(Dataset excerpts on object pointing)
===============

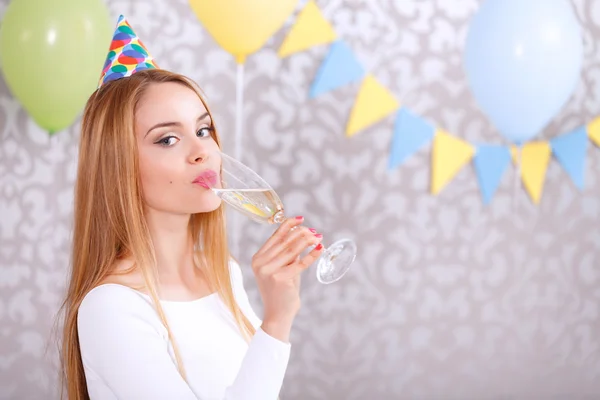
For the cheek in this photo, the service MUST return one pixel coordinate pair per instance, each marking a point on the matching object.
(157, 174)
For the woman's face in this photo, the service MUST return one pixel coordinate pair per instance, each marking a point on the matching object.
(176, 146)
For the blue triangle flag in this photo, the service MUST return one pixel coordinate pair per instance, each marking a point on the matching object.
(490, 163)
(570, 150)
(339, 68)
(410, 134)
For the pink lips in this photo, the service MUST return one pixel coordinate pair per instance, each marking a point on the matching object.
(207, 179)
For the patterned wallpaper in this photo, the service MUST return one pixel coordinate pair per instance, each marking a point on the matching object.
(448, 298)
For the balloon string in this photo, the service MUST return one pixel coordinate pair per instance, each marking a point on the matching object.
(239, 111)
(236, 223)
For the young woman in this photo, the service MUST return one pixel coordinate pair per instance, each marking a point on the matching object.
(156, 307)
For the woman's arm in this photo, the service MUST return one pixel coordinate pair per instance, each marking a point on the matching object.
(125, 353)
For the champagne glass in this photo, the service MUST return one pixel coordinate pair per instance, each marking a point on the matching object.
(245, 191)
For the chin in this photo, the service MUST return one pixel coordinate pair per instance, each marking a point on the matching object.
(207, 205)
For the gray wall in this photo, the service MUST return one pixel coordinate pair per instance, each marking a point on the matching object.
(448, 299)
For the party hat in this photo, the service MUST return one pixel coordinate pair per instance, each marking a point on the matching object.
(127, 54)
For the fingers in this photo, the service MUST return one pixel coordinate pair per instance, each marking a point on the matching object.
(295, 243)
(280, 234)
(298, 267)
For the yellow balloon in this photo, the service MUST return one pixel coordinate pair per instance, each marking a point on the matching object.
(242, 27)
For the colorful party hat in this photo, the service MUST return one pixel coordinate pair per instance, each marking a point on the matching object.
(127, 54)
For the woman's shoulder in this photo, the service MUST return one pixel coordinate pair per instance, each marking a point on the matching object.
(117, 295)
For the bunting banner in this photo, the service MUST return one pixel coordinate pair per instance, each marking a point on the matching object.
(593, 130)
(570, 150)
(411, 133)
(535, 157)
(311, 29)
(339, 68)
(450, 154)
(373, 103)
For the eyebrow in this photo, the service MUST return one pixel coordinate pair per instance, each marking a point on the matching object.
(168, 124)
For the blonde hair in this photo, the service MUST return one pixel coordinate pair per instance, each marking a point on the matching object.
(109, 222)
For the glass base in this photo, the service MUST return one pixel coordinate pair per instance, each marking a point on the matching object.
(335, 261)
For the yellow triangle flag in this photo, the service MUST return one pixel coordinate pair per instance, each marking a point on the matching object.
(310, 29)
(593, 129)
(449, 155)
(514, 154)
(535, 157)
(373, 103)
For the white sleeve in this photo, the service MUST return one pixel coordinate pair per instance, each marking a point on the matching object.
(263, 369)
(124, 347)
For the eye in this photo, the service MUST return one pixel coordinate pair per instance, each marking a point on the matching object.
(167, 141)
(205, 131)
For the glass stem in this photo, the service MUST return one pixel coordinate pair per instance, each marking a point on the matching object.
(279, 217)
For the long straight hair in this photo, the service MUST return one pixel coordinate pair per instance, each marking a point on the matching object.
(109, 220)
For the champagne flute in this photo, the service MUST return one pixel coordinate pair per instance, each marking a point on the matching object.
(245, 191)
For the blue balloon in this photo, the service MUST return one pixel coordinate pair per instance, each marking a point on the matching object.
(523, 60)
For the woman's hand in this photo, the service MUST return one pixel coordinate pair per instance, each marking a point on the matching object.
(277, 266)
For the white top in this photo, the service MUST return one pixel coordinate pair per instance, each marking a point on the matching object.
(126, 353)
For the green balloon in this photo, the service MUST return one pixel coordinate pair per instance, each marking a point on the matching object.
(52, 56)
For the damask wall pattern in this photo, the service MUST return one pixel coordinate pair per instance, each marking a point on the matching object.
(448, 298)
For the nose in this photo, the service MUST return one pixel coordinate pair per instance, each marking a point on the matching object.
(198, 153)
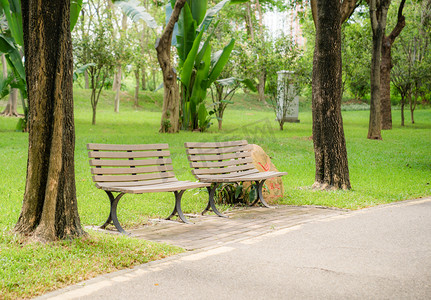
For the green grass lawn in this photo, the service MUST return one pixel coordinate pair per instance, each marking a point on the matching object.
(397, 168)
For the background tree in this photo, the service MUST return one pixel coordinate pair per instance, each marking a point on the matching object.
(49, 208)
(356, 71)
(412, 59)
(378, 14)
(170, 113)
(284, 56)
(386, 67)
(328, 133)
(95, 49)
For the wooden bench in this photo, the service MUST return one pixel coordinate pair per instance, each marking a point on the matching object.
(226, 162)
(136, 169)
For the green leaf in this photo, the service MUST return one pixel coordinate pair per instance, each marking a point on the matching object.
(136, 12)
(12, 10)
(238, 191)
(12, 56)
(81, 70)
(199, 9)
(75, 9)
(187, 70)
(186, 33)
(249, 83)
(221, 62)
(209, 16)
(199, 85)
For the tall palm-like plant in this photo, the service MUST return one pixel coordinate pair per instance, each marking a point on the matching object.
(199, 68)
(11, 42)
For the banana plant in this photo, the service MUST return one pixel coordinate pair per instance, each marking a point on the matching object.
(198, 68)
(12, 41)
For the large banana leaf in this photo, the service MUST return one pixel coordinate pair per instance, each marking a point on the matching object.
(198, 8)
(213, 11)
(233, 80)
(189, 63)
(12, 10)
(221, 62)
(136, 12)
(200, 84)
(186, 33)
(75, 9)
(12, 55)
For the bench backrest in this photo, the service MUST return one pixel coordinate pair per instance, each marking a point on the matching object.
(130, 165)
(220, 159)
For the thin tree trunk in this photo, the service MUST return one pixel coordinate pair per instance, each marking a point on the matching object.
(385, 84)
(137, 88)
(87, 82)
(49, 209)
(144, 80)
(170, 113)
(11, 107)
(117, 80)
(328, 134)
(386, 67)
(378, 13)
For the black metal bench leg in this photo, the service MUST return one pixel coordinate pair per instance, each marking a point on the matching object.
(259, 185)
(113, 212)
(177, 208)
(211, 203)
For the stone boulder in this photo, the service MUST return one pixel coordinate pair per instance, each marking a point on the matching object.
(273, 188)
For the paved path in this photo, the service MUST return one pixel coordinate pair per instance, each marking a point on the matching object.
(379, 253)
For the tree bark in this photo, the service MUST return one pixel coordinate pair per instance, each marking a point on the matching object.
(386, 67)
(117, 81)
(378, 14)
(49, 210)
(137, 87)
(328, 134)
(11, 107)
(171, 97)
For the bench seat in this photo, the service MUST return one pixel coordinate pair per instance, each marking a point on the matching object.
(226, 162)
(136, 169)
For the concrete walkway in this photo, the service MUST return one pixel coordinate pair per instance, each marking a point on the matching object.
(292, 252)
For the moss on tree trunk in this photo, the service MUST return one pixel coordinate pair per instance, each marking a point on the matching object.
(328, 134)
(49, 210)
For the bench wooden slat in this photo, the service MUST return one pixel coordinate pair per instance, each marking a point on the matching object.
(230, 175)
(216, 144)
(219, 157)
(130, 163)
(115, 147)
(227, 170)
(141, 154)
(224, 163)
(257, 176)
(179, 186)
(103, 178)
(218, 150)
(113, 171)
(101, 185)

===============

→ WHAT IS EXPECTED
Copy out the rows above, swapping "photo" for "image" wherever it occurs and leaving all other wording unchanged. Omit the pictures.

→ TASK RESPONSE
For the cheek in this image, the service MUST return one pixel coordinate pair per instance, each marking a point on the matching object.
(157, 174)
For the woman's face in this image, the service MUST return one pixel coordinate pair per instance, each marking a point on the matching object.
(176, 146)
For the blue triangle flag in this image, the service MUST return one pixel coordinate pair per instance, each marking a point on the matching object.
(490, 163)
(570, 150)
(339, 68)
(410, 134)
For the pink lips in this image, the service MUST return one pixel coordinate pair per instance, each marking a point on the matching object.
(207, 179)
For the patterned wallpaper in this image, the service MUST return one pixel coordinate pair per instance, each marking a point on the matching object.
(448, 298)
For the balloon string in this image, the service MUST return one pixel coordinate pair per instance, each marking a point on the matching object.
(239, 111)
(236, 223)
For the young woman in this image, the service MUST return one pixel coordinate pair per instance, each marking a point on the matching object.
(156, 307)
For the woman's arm in this image, the service MUST return one pixel coordinate pair per instance, each marking a point on the matching object.
(125, 353)
For the champagne glass in this image, the service MUST return one pixel coordinate pair per instance, each marking a point on the matching object.
(245, 191)
For the chin in this image, the service MUST return one pixel coordinate pair per instance, each marking a point on the matching object.
(207, 205)
For the gray wall in this image, the service MUST return one pixel coordinate pair per instance, each marking a point on the matching object.
(448, 299)
For the party hat in this image, the service MUST return one pixel coordinate pair per instance, each marking a point on the matching object.
(127, 54)
For the fingers in this image, the service MUST return one pixel coordinate pair per instance, each marking a point on the matching object.
(295, 243)
(280, 234)
(298, 267)
For the yellow balloon in this image, the service MUST return one pixel coordinate pair per instance, each marking a point on the matching object.
(242, 27)
For the colorful party hat in this image, the service MUST return one pixel coordinate pair per instance, each marking a point on the matching object.
(127, 54)
For the woman's shoulder in this image, the service MUST return one pixel coordinate pair per instance, each marking a point on the matching object.
(117, 295)
For the bunting banner in this image, the service MUST return one pixel coordinate pair per instance, each marking a point on the matching object.
(593, 130)
(570, 150)
(411, 133)
(535, 157)
(311, 29)
(339, 68)
(450, 154)
(373, 103)
For the eyebrow in this image, the service MUST return one pixel coordinate pair per instance, each marking a point on the matching object.
(168, 124)
For the blonde hair in this image, the service MUST return one pixel coordinate pair per instance, each marking a point on the matching object.
(109, 222)
For the glass base in this image, the service MUST return one pixel coordinate pair per instance, each marking a point on the matching object.
(335, 261)
For the yellow triangle flag in this image, the service MUST return one pixel coordinate pair per instance, each marking a point on the matching object.
(310, 29)
(593, 129)
(449, 155)
(514, 154)
(535, 157)
(373, 103)
For the white sleeve in this image, the service MUST return one pixel coordinate pair per instance, each marking a point on the matching object.
(263, 369)
(124, 347)
For the eye in this image, the service MUST return one pixel coordinate pair per instance, each marking a point on the matching object.
(167, 141)
(205, 131)
For the glass stem in this image, the service MUST return one pixel coordinate pair per instance, each marking a point on the matching object.
(279, 217)
For the long straight hair in this image, the service MUST return one pixel coordinate pair per instance, each marking a point on the matching object.
(109, 220)
For the champagne flute in this image, the service MUST return one pixel coordinate pair per instance, each marking a point on the matching object.
(245, 191)
For the blue balloon in this image, the service MUST return one pixel coordinate pair per instance, each marking a point on the matching object.
(523, 60)
For the woman's hand in this image, the service MUST return one pixel coordinate pair per instance, each marking a point on the matching object.
(277, 266)
For the white top in this image, the service MUST return one pixel coordinate pair per instance, each marking a point on the matching object.
(126, 353)
For the green balloon in this image, the service MUST return one pixel coordinate pair per instance, each marking a point on the matching object.
(52, 56)
For the damask wall pattern in this image, the service MUST return one pixel coordinate pair per instance, each marking a point on the matching object.
(448, 298)
For the nose in this image, the service MUST return one pixel coordinate pair per instance, each marking a point on the matching object.
(198, 153)
For the green grass lawn in this image, the service MUST return one pixel coordinate pair per instance, each marking a point on the matching object.
(397, 168)
For the background tree in this image, the service MUST return one pixel coordinate pair per instance, each marking a point on the matching object.
(49, 208)
(356, 71)
(412, 59)
(378, 14)
(170, 113)
(284, 56)
(386, 67)
(328, 133)
(95, 49)
For the wooden bench in this image, the service MUST return one pixel coordinate pair per instance, each marking a point on the matching object.
(226, 162)
(136, 169)
For the green leaf in this image, the service MUST return one pixel coordinate pair per instance, each marking a point on the matching object.
(136, 12)
(12, 10)
(238, 191)
(12, 56)
(81, 70)
(199, 9)
(75, 9)
(187, 70)
(186, 33)
(249, 83)
(221, 62)
(209, 16)
(199, 85)
For the tall palm-like plant in this image, the service MUST return one pixel coordinate pair per instance, each marking a point on the matching object.
(199, 68)
(11, 42)
For the banana plant in this image, the service MUST return one pixel coordinate pair per instance, each marking a point on the matching object.
(198, 68)
(12, 41)
For the large banana leaf in this image, the service MUST return one pixel coordinate pair per instance, each marking a point on the matching object.
(198, 8)
(213, 11)
(233, 80)
(189, 63)
(12, 10)
(221, 62)
(136, 12)
(200, 84)
(186, 33)
(75, 9)
(12, 55)
For the bench backrest in this image, the service MUST return one pixel coordinate pair per instance, each marking a point on the matching object.
(130, 165)
(220, 159)
For the thin tree trunk in this image, the service MUST return one pixel coordinate pair per instance, each marking a point on the matching object.
(385, 84)
(137, 88)
(87, 82)
(49, 209)
(144, 80)
(170, 113)
(11, 107)
(117, 80)
(328, 134)
(386, 67)
(378, 13)
For the black metal bench leg in this image, the service MUST return one pixel coordinate pair per instance, each marking a point on the matching object.
(259, 185)
(113, 212)
(177, 208)
(211, 203)
For the stone boulder in this image, the service MUST return one pixel coordinate pair per instance, each marking a point on the matching object.
(273, 188)
For the paved path in this image, the service MUST return one pixel coordinate pair per instance, each marking a point on the matching object.
(379, 253)
For the tree bark in this image, the service MUST return one pixel coordinate pair per instance, each marking a point on the matching object.
(386, 67)
(117, 81)
(378, 14)
(49, 210)
(137, 87)
(328, 134)
(11, 107)
(171, 97)
For the bench seat in this image, the service MUST return one pixel coordinate pair per instance, each marking a point on the matching object.
(226, 162)
(136, 169)
For the concrete walkway in this image, the service MUST return one pixel coordinate pair per instance, each marking a point on the matching object.
(292, 252)
For the moss on tree trunk in this image, the service MUST return one pixel coordinate pair per instance, each marking a point on the matching object.
(328, 134)
(49, 210)
For the bench wooden slat in this image, the service MUST return one pixel coordinate pair per instance, each marking a point on the matching object.
(230, 175)
(216, 144)
(219, 157)
(130, 163)
(115, 147)
(227, 170)
(141, 154)
(224, 163)
(257, 176)
(179, 186)
(103, 178)
(218, 150)
(113, 171)
(101, 185)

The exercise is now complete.